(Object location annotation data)
________________________________________

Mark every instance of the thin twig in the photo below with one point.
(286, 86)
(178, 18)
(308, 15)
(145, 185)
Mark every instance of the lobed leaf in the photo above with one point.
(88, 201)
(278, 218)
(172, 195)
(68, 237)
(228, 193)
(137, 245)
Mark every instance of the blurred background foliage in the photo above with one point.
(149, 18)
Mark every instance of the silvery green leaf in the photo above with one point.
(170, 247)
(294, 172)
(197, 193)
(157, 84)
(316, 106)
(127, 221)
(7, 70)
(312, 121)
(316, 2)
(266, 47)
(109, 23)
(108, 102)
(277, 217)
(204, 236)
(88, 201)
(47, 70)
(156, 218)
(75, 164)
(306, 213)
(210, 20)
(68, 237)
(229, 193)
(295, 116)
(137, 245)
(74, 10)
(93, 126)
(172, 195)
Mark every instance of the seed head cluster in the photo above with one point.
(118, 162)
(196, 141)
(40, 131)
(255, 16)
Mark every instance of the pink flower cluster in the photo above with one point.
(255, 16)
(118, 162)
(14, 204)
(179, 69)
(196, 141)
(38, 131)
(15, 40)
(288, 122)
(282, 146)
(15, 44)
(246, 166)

________________________________________

Work to be completed:
Quote the lines of the listing above that run from the line with "Mark every instance of the lobed" through its last line, both included, and nothing else.

Completed exercise:
Mark every instance of the lobed leaf in the photo above with one point.
(88, 201)
(278, 218)
(172, 195)
(68, 237)
(228, 193)
(137, 245)
Mark every instance of the blurred background foliage in the photo above with one point.
(149, 18)
Mark every instance of the silvery green leaf in the photo above with one point.
(170, 247)
(294, 172)
(197, 193)
(157, 84)
(316, 106)
(127, 221)
(7, 70)
(312, 121)
(316, 2)
(266, 47)
(109, 23)
(108, 102)
(277, 217)
(204, 236)
(88, 201)
(47, 70)
(156, 218)
(75, 164)
(306, 213)
(210, 20)
(68, 237)
(229, 193)
(295, 116)
(137, 245)
(74, 10)
(93, 126)
(172, 195)
Mark every instance of the seed head cluster in the photo above with one point.
(118, 162)
(196, 141)
(40, 131)
(255, 16)
Mark every instance of the pink flower cluster in the photo above with one point.
(255, 16)
(118, 162)
(14, 204)
(179, 69)
(196, 141)
(38, 131)
(15, 40)
(288, 122)
(282, 146)
(15, 44)
(246, 166)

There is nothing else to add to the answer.